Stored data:
>> begin
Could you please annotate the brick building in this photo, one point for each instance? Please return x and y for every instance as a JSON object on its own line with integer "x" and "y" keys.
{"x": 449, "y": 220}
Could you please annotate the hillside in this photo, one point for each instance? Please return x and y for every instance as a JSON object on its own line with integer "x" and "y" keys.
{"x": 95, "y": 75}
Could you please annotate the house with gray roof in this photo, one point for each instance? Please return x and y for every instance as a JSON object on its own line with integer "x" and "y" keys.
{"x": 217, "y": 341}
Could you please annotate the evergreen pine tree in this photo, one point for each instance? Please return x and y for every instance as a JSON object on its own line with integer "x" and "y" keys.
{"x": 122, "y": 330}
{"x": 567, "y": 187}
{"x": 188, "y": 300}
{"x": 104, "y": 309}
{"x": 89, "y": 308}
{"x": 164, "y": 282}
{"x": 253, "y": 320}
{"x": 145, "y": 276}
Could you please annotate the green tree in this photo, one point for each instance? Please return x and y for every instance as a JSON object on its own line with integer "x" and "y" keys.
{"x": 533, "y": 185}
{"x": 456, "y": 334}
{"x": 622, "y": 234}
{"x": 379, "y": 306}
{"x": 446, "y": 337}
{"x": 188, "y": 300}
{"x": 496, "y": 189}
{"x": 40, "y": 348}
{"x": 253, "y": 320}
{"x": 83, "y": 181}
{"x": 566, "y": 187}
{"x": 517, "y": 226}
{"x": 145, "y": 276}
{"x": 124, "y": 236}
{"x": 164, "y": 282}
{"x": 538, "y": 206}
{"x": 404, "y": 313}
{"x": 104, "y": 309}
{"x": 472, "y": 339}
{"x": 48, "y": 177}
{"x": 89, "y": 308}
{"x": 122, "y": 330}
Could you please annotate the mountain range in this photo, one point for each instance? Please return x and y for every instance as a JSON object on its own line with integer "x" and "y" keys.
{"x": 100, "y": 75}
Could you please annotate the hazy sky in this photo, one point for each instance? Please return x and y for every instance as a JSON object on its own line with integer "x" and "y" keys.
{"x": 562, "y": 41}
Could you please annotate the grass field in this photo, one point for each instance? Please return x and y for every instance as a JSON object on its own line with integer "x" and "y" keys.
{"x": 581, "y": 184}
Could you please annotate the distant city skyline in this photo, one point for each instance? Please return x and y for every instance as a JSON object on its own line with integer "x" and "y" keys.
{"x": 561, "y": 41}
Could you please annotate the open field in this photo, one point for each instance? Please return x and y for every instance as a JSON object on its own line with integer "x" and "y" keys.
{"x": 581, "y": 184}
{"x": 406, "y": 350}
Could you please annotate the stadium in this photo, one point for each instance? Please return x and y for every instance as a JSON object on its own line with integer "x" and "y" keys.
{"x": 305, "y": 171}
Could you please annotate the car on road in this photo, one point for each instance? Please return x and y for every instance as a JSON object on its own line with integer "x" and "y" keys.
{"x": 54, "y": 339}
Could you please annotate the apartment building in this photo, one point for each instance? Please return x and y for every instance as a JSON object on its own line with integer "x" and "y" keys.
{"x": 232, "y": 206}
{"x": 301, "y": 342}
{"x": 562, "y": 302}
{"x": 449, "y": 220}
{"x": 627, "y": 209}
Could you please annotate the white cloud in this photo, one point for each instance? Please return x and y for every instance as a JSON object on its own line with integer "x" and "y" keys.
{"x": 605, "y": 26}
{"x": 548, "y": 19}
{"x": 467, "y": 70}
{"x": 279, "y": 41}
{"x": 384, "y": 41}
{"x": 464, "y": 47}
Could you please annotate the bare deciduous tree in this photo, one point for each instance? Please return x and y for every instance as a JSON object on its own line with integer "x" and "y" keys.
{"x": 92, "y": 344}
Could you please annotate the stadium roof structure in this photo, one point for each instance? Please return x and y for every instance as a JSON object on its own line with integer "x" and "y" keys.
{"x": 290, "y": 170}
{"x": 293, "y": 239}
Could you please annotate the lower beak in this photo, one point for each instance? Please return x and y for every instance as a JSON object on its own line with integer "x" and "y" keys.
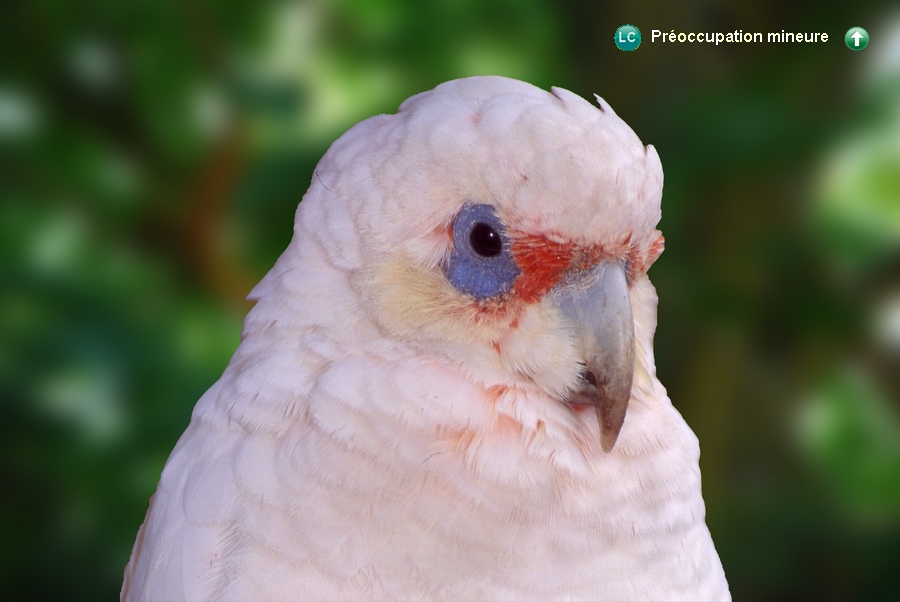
{"x": 599, "y": 308}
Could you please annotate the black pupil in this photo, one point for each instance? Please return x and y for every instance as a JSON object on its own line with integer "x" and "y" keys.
{"x": 485, "y": 240}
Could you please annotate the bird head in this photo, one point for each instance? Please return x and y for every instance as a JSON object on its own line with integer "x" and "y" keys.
{"x": 503, "y": 227}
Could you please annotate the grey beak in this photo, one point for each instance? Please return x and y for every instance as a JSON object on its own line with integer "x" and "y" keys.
{"x": 600, "y": 311}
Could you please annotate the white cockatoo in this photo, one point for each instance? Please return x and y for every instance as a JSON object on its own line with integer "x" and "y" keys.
{"x": 429, "y": 398}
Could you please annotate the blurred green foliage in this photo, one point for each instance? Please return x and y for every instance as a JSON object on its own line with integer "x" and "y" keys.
{"x": 152, "y": 155}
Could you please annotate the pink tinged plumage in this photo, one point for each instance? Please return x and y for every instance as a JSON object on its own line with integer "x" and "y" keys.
>> end
Problem details: Rewrite the data above with every occurrence of "photo" replaced by "image", keeping everything else the same. Leave the pictures out of your answer.

The result:
Could you please annotate the brick building in this image, one point for each instance? Please return x and y for every instance as a JSON object on its own line with integer "x" and "y" keys.
{"x": 449, "y": 220}
Could you please annotate the hillside in this image, one point for each instance? Please return x and y for every instance as a JSON object on its own line with integer "x" and "y" keys.
{"x": 95, "y": 75}
Could you please annotate the house with gray roof in this image, one point for each instance? Please return x and y for every instance as a JSON object on its own line with integer "x" and "y" keys.
{"x": 217, "y": 341}
Could you please annotate the evergreen pine tree in this image, one point for each instance? Please return x and y for every instance as a JSON object on its own line with integer "x" and "y" keys.
{"x": 122, "y": 330}
{"x": 567, "y": 187}
{"x": 188, "y": 300}
{"x": 104, "y": 309}
{"x": 89, "y": 308}
{"x": 164, "y": 282}
{"x": 253, "y": 320}
{"x": 145, "y": 276}
Could you please annotate the green tree in this image, one point for each instance? Please return x and y for every instance as a JSON object on its own line with integer "x" and "y" keys.
{"x": 533, "y": 185}
{"x": 456, "y": 334}
{"x": 622, "y": 234}
{"x": 379, "y": 306}
{"x": 446, "y": 337}
{"x": 188, "y": 300}
{"x": 496, "y": 189}
{"x": 40, "y": 348}
{"x": 253, "y": 320}
{"x": 83, "y": 181}
{"x": 566, "y": 187}
{"x": 517, "y": 226}
{"x": 145, "y": 276}
{"x": 124, "y": 236}
{"x": 164, "y": 282}
{"x": 538, "y": 206}
{"x": 404, "y": 313}
{"x": 104, "y": 309}
{"x": 472, "y": 339}
{"x": 48, "y": 177}
{"x": 89, "y": 308}
{"x": 122, "y": 330}
Could you please annotate the mountain range in this image, one point for each instance? Please return x and y for every instance as a JSON object on its own line with integer "x" and "y" keys.
{"x": 100, "y": 75}
Could you please annotate the hazy sky in this image, one point for each instance? Please return x and y for every instance as a JSON object on its own line with integer "x" and "y" keys.
{"x": 562, "y": 41}
Could you please annotate the grass field in this image, one point for each instance? Please return x and y for every instance as a JSON object on its own line with integer "x" and "y" keys.
{"x": 581, "y": 184}
Could you please annotate the distant city skyline in this image, one point for each instance? Please return x and y for every instance as a JSON object on its own line with integer "x" and "y" keys.
{"x": 561, "y": 41}
Could you please annotate the open field in this image, one point for each instance? Please return x and y for every instance as a JSON object on its own line with integer "x" and "y" keys.
{"x": 581, "y": 184}
{"x": 406, "y": 350}
Could you please annotate the stadium in this image, one point for each instance? Please return x and y for every instance as a JSON object on its own line with integer "x" and "y" keys.
{"x": 305, "y": 171}
Could you please annotate the car on road in this image, one point for each instance? Please return x and y for every instance as a JSON object on its own line with integer "x" and "y" keys.
{"x": 54, "y": 339}
Could you please annotate the apartment building in this image, one point for each instance? Please return x and y for every instance as a JSON object on its own line with integer "x" and "y" keys.
{"x": 232, "y": 206}
{"x": 301, "y": 342}
{"x": 562, "y": 302}
{"x": 449, "y": 220}
{"x": 627, "y": 209}
Could you please annotate the white cloud in this image, one point for each instance? Please return x and y for every instance as a JSON object on its own line with integer "x" and "y" keys.
{"x": 605, "y": 26}
{"x": 548, "y": 19}
{"x": 467, "y": 70}
{"x": 279, "y": 41}
{"x": 384, "y": 41}
{"x": 464, "y": 47}
Could you please annotate the bare deciduous tree in this image, one point for each instance? Please return x and y for every instance as a JSON object on its own line with integer "x" and "y" keys.
{"x": 92, "y": 344}
Could you please annotate the stadium roof structure in this image, one point for each instance? Please return x and y for every instance as a JSON object on its own line with integer "x" and "y" keys.
{"x": 290, "y": 170}
{"x": 293, "y": 239}
Could you please annotate the lower beak in this image, one point for each instance? Please return x and y for every instance as a JSON object on its own line with integer "x" and "y" keys.
{"x": 599, "y": 308}
Could you please annotate the black pupil in this image, one point for each instance? Please return x and y for every instance as a JSON object on its own line with integer "x" and "y" keys.
{"x": 485, "y": 240}
Could you please annotate the bird head in this image, one point for each instance? Please return x and y for every instance as a JSON object on its own line with integer "x" and "y" keys.
{"x": 503, "y": 227}
Could you please annotate the grey beak in this image, one point for each instance? Please return x and y for every instance as a JSON object on its own line with integer "x" and "y" keys.
{"x": 600, "y": 311}
Could you please annotate the white cockatoo in this image, one point for each instance? Please return x and y for every instance as a JSON object on its own line with integer "x" and "y" keys.
{"x": 429, "y": 398}
Could you please annotate the blurred green foliage in this image, one point for each instance? Please return x and y for every instance as a JSON object on its own line with integer "x" and "y" keys.
{"x": 152, "y": 155}
Could you please annotate the pink tinged plumage in this image, one point for each instance? Please return x and y for every instance as a JSON object on its own line with integer "x" and "y" keys.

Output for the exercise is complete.